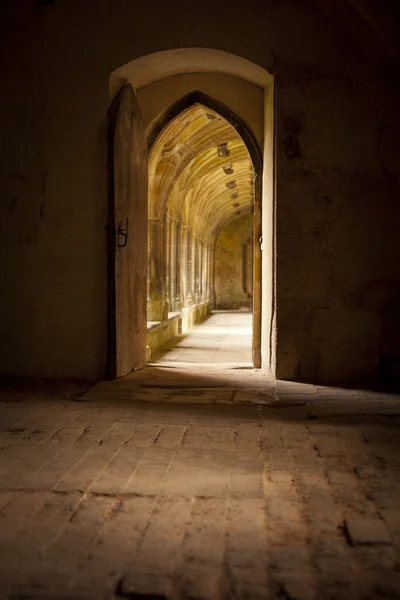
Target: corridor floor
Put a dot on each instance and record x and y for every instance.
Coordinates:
(201, 484)
(225, 338)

○ ○ ○ ○ ○

## EXERCISE AIM
Please copy out every line of the items above word for word, leaving out the pictures.

## WRITTEN SOLUTION
Target: corridor floor
Put a dot on each instance and record x and y for every instance.
Coordinates:
(201, 484)
(225, 338)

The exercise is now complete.